▶ [Records for this exercise]:
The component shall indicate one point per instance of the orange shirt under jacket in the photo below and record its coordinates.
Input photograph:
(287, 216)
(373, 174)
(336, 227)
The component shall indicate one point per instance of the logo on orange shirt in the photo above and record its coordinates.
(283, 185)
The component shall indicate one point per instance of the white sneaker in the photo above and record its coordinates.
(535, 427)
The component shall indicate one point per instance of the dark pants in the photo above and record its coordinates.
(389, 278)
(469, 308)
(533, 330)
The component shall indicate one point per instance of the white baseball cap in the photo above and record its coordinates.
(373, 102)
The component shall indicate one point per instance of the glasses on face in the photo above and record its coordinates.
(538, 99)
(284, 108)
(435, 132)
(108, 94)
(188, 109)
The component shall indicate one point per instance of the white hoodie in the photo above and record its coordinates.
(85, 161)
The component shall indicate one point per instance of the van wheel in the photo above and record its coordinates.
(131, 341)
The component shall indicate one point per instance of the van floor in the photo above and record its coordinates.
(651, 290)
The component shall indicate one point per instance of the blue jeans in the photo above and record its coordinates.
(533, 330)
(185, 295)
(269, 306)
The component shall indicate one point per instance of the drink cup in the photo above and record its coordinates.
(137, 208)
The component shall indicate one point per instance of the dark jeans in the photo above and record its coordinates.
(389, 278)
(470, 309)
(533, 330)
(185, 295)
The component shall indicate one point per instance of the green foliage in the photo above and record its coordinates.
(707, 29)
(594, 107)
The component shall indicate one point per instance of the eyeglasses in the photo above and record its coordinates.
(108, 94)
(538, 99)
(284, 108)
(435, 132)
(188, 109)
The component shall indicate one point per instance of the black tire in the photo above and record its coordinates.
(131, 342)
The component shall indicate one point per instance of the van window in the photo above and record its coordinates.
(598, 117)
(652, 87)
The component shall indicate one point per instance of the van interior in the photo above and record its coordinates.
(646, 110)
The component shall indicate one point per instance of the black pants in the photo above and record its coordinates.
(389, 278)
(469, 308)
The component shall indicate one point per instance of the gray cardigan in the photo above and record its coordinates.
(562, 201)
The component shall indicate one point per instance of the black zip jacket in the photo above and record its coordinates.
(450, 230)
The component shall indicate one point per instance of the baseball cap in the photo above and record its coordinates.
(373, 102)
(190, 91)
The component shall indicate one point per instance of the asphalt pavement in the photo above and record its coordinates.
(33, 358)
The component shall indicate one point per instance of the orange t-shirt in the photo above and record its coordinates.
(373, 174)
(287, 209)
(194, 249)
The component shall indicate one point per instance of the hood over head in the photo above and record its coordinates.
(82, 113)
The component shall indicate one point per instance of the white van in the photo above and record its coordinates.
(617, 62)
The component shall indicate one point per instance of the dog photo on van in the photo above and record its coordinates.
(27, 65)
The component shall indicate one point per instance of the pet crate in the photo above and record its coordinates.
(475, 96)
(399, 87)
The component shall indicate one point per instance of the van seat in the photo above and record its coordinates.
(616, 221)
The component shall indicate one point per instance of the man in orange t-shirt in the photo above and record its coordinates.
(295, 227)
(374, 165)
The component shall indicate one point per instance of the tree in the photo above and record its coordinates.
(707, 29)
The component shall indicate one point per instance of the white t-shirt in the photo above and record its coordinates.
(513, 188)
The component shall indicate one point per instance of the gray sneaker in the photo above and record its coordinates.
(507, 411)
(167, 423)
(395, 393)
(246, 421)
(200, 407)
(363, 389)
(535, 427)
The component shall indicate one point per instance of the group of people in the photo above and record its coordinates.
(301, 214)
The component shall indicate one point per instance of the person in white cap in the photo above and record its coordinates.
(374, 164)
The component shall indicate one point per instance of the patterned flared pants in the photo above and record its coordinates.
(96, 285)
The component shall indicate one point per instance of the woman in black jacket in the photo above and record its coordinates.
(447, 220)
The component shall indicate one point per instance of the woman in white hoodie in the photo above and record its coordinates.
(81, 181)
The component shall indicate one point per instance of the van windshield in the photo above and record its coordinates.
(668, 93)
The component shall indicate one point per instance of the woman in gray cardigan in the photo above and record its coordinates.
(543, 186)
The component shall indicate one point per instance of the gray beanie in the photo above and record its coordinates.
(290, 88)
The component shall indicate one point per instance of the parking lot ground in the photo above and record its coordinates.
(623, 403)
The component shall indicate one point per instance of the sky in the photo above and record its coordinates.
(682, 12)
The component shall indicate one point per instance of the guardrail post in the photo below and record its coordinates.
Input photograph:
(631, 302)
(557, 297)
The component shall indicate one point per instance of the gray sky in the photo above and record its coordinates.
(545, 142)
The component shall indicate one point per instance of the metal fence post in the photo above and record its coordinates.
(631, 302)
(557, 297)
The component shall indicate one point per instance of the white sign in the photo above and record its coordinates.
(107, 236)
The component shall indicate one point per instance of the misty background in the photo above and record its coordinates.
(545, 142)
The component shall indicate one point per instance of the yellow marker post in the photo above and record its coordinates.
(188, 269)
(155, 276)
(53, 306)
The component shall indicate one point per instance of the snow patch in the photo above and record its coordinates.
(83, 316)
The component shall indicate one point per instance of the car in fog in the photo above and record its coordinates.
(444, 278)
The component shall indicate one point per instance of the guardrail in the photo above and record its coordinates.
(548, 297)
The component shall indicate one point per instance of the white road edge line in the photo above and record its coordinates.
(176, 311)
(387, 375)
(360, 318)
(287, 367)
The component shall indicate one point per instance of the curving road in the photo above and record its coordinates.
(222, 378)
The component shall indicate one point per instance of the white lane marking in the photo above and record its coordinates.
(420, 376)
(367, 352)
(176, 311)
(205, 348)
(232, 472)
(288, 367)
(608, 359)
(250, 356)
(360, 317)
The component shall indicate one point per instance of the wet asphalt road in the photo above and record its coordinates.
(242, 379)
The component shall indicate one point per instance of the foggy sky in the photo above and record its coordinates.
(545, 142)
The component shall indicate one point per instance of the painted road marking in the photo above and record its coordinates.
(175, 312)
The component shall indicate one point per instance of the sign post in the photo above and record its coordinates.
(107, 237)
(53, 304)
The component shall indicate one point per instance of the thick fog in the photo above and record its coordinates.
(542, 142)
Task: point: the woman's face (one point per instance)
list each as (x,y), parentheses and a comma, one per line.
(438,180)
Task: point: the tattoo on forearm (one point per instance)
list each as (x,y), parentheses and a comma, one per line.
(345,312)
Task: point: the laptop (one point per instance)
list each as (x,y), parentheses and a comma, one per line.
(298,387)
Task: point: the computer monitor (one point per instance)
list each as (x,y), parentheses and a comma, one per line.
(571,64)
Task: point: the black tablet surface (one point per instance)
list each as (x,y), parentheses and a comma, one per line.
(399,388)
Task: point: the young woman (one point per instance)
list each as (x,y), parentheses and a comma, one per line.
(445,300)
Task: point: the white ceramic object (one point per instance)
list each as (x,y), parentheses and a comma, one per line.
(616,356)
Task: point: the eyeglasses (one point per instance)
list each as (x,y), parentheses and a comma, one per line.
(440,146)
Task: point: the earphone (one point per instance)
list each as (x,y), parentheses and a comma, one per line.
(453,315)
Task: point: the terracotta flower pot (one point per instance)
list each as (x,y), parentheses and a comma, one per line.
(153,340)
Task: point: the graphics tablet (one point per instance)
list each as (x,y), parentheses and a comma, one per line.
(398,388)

▶ [Your objective]: Write out every line of the material above as a JSON list of strings, one string per line, with blank lines left out.

▶ [Answer in full]:
[
  "The component shall indicate one point per instance of the orange shirt under jacket in the photo below and record its coordinates.",
  "Input photograph:",
  "(287, 216)",
  "(373, 174)",
  "(336, 227)",
  "The component shall indicate one point per instance of the logo on orange shirt in the photo above and record its coordinates.",
  "(283, 185)",
  "The component shall indicate one point per instance of the white sneaker in the photo above and record its coordinates.",
  "(535, 427)",
  "The component shall indicate one point per instance of the dark pants in the photo above and record its coordinates.",
  "(389, 278)",
  "(469, 308)",
  "(533, 330)",
  "The component shall indicate one point per instance of the white baseball cap in the photo above and record its coordinates.",
  "(373, 102)",
  "The component shall indicate one point per instance of the glasses on face in the photo above and record its coordinates.",
  "(538, 99)",
  "(284, 108)",
  "(435, 132)",
  "(108, 94)",
  "(188, 109)",
  "The component shall indicate one point per instance of the white hoodie in the photo above and record its coordinates.",
  "(85, 161)",
  "The component shall indicate one point per instance of the van wheel in the photo above and record its coordinates.",
  "(131, 341)",
  "The component shall indicate one point per instance of the van floor in the photo above and record its coordinates.",
  "(651, 290)",
  "The component shall indicate one point per instance of the blue jeans in the photo above and record its coordinates.",
  "(533, 330)",
  "(185, 295)",
  "(269, 306)",
  "The component shall indicate one point per instance of the drink cup in the photo above and record its coordinates.",
  "(137, 208)",
  "The component shall indicate one point per instance of the dark jeans in the photo above and record its coordinates.",
  "(389, 278)",
  "(470, 309)",
  "(533, 330)",
  "(185, 295)",
  "The component shall indicate one point per instance of the green foliage in the photo above and record its coordinates.",
  "(707, 29)",
  "(594, 107)",
  "The component shall indicate one point per instance of the eyeglasses in the photo above and record its coordinates.",
  "(108, 94)",
  "(538, 99)",
  "(284, 108)",
  "(435, 132)",
  "(188, 109)",
  "The component shall indicate one point per instance of the black tire in the photo above and record its coordinates.",
  "(131, 342)",
  "The component shall indicate one point per instance of the van window in the photo above and record its coordinates.",
  "(598, 117)",
  "(652, 87)",
  "The component shall indicate one point per instance of the van interior in the photo above and record its coordinates.",
  "(646, 110)",
  "The component shall indicate one point per instance of the black pants in the photo above and record its coordinates.",
  "(389, 278)",
  "(469, 308)",
  "The component shall indicate one point per instance of the gray cardigan in the photo above and record its coordinates.",
  "(562, 201)",
  "The component shall indicate one point per instance of the black zip jacket in the photo above and record its coordinates.",
  "(450, 230)",
  "The component shall indicate one point per instance of the baseball cap in the photo above and record its coordinates.",
  "(373, 102)",
  "(190, 91)",
  "The component shall indicate one point per instance of the asphalt pavement in the photo above and record its coordinates.",
  "(33, 358)",
  "The component shall indicate one point per instance of the orange t-shirt in the photo above and record its coordinates.",
  "(373, 174)",
  "(287, 209)",
  "(194, 249)",
  "The component shall indicate one point per instance of the hood over head in the photo above and record its coordinates.",
  "(82, 113)",
  "The component shall indicate one point per instance of the white van in the photo above and record its coordinates.",
  "(617, 62)",
  "The component shall indicate one point per instance of the dog photo on van in the photo above and record its coordinates.",
  "(27, 65)",
  "The component shall indicate one point per instance of the pet crate in the photo above and record its coordinates.",
  "(475, 96)",
  "(399, 87)",
  "The component shall indicate one point per instance of the van seat in the photo above and record its coordinates.",
  "(616, 221)",
  "The component shall indicate one point per instance of the man in orange t-shirt in the photo above and record its coordinates.",
  "(295, 227)",
  "(374, 165)",
  "The component shall indicate one point per instance of the tree in the photo above and record its coordinates.",
  "(707, 29)",
  "The component shall indicate one point per instance of the white t-shirt in the photo above and record its coordinates.",
  "(513, 188)",
  "The component shall indicate one point per instance of the gray sneaker in the photo above and record its coordinates.",
  "(507, 411)",
  "(167, 423)",
  "(395, 393)",
  "(246, 421)",
  "(200, 407)",
  "(363, 389)",
  "(535, 427)",
  "The component shall indicate one point per instance of the group of people in the photo above and record its coordinates.",
  "(301, 214)",
  "The component shall indicate one point per instance of the person in white cap in the photo above and record its coordinates.",
  "(374, 164)",
  "The component shall indicate one point per instance of the patterned flared pants in the photo above and record its coordinates.",
  "(96, 285)",
  "The component shall indicate one point per instance of the woman in black jacket in the photo above and record its coordinates.",
  "(447, 220)",
  "The component shall indicate one point per instance of the woman in white hoodie in the photo above and record its coordinates.",
  "(81, 181)",
  "The component shall indicate one point per instance of the van windshield in the photo above and record its coordinates.",
  "(668, 93)",
  "The component shall indicate one point per instance of the woman in gray cardigan in the photo above and record its coordinates.",
  "(543, 186)",
  "The component shall indicate one point per instance of the gray beanie in the photo above and record its coordinates.",
  "(290, 88)",
  "The component shall indicate one point per instance of the parking lot ground in the photo above and record its coordinates.",
  "(623, 403)",
  "The component shall indicate one point per instance of the sky in the photo above and record its coordinates.",
  "(682, 12)",
  "The component shall indicate one point per instance of the guardrail post in the photo below and record its coordinates.",
  "Input photograph:",
  "(631, 302)",
  "(557, 297)",
  "The component shall indicate one point per instance of the gray sky in the photo above and record its coordinates.",
  "(545, 142)",
  "The component shall indicate one point per instance of the metal fence post in the photo above and record its coordinates.",
  "(631, 302)",
  "(557, 297)",
  "The component shall indicate one point per instance of the white sign in the photo above and record its coordinates.",
  "(107, 236)",
  "The component shall indicate one point per instance of the misty background in the photo above and record its coordinates.",
  "(545, 142)",
  "The component shall indicate one point per instance of the yellow marker post in the photo above and record its coordinates.",
  "(188, 269)",
  "(155, 276)",
  "(53, 306)",
  "The component shall indicate one point per instance of the snow patch in the photo above and record its coordinates.",
  "(83, 316)",
  "The component shall indicate one point per instance of the car in fog in the photo above and record its coordinates.",
  "(444, 278)",
  "The component shall indicate one point per instance of the guardrail in the photo above and record its coordinates.",
  "(548, 297)",
  "The component shall indicate one point per instance of the white road edge line in the photo above and record its coordinates.",
  "(176, 311)",
  "(387, 375)",
  "(360, 318)",
  "(287, 367)",
  "The component shall indicate one point per instance of the curving road in the photo above and record its coordinates.",
  "(222, 378)",
  "The component shall indicate one point per instance of the white lane marking in the photo above and record its coordinates.",
  "(420, 376)",
  "(367, 352)",
  "(176, 311)",
  "(205, 348)",
  "(232, 472)",
  "(288, 367)",
  "(608, 359)",
  "(250, 356)",
  "(360, 317)",
  "The component shall indicate one point per instance of the wet asphalt road in the photo above and record its coordinates.",
  "(242, 379)",
  "The component shall indicate one point per instance of the foggy sky in the photo above and record its coordinates.",
  "(545, 142)",
  "The component shall indicate one point per instance of the painted road marking in the photo above and record its coordinates.",
  "(175, 312)",
  "The component shall indicate one point per instance of the sign post in the photo above and record its coordinates.",
  "(107, 237)",
  "(53, 304)",
  "The component shall indicate one point per instance of the thick fog in the photo above and record its coordinates.",
  "(542, 142)",
  "Task: point: the woman's face (one point per instance)",
  "list each as (x,y), parentheses and a comma, one per line.",
  "(438,180)",
  "Task: point: the tattoo on forearm (one point per instance)",
  "list each as (x,y), parentheses and a comma, one per line.",
  "(345,312)",
  "Task: point: the laptop (one point per instance)",
  "list each as (x,y), parentheses and a comma, one per line.",
  "(298,387)",
  "Task: point: the computer monitor (one point per instance)",
  "list each as (x,y), parentheses and a comma, one per line.",
  "(571,64)",
  "Task: point: the black tablet surface (one point per instance)",
  "list each as (x,y), parentheses and a comma, one per line.",
  "(399,388)",
  "Task: point: the young woman (one point per instance)",
  "list each as (x,y), parentheses and a comma, one per line.",
  "(445,300)",
  "Task: point: the white ceramic object (one point per instance)",
  "list each as (x,y), parentheses and a comma, one per line.",
  "(616,356)",
  "Task: point: the eyeglasses (one point per instance)",
  "list each as (x,y), parentheses and a comma, one per line.",
  "(440,146)",
  "Task: point: the earphone (one point per instance)",
  "list each as (x,y), parentheses and a comma, one per line.",
  "(453,315)",
  "Task: point: the terracotta flower pot (one point per instance)",
  "list each as (x,y), parentheses and a comma, one per line.",
  "(153,340)",
  "Task: point: the graphics tablet (one point per instance)",
  "list each as (x,y), parentheses and a comma, one per line.",
  "(398,388)"
]